→ **Task description**: Copy out only the span from the line with "Would you mind indicating the purple long-sleeve" to the end of the data, both ends kept, word for word.

** Start of Data listing **

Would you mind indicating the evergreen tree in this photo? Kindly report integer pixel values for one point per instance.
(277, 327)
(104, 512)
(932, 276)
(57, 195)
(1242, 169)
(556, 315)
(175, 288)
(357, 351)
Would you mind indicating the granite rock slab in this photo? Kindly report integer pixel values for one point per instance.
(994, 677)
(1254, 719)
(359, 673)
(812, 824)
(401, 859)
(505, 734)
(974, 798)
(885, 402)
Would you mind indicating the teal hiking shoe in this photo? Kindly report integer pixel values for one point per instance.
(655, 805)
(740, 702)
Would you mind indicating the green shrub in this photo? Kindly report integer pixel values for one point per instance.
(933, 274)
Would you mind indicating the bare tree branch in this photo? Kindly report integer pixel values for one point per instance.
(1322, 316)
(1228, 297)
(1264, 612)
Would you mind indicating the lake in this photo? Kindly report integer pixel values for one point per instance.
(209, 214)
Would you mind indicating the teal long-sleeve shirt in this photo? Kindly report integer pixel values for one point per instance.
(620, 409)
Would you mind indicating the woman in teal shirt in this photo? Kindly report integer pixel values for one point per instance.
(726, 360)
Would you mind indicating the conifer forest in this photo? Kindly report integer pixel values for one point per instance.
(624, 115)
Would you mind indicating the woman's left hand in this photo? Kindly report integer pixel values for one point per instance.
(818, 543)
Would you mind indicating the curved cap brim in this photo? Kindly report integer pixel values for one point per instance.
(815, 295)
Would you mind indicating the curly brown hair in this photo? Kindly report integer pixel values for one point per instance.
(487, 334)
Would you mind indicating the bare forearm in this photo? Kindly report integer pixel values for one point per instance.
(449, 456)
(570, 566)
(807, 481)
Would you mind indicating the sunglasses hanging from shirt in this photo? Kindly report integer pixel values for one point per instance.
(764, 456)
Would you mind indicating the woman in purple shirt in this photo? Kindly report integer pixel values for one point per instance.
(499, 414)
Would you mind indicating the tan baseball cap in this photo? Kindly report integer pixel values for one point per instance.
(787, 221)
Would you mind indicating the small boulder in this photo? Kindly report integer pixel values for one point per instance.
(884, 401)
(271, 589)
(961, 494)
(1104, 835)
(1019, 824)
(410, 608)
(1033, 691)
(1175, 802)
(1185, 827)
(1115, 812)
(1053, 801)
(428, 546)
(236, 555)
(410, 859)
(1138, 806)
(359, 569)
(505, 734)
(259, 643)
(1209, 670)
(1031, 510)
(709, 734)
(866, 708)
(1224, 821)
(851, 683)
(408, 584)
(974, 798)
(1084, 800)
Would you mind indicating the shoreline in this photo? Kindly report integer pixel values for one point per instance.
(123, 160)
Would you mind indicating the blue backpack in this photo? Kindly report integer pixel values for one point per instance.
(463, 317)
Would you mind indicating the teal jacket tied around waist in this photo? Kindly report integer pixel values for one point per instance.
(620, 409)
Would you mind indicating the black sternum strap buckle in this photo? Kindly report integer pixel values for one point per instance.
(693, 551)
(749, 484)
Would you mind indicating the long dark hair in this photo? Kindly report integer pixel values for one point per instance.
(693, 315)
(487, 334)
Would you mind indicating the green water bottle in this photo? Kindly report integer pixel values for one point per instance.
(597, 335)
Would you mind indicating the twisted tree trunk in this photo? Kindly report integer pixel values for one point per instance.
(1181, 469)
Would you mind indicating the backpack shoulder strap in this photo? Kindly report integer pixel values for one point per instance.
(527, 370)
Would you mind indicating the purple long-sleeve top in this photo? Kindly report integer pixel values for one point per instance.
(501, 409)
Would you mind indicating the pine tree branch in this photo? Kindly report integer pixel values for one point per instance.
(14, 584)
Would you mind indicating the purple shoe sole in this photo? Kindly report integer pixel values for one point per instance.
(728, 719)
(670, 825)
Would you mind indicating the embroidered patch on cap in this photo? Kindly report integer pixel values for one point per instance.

** End of Data listing **

→ **Task output**:
Would you mind indicating the purple long-sleeve top in this photo? Kindly report integer pixel values for one point per instance.
(501, 409)
Would you mind indicating the pine tree branch in this photo? Kindly report integer pixel values for one point per instance.
(14, 584)
Would you mind indicating the purple shoe sole in this photo? Kindly report integer pixel values for one point per instance.
(728, 719)
(670, 825)
Would you mind indicating the embroidered patch on cap in this photo? Kindly report integer pixel values for one point per instance.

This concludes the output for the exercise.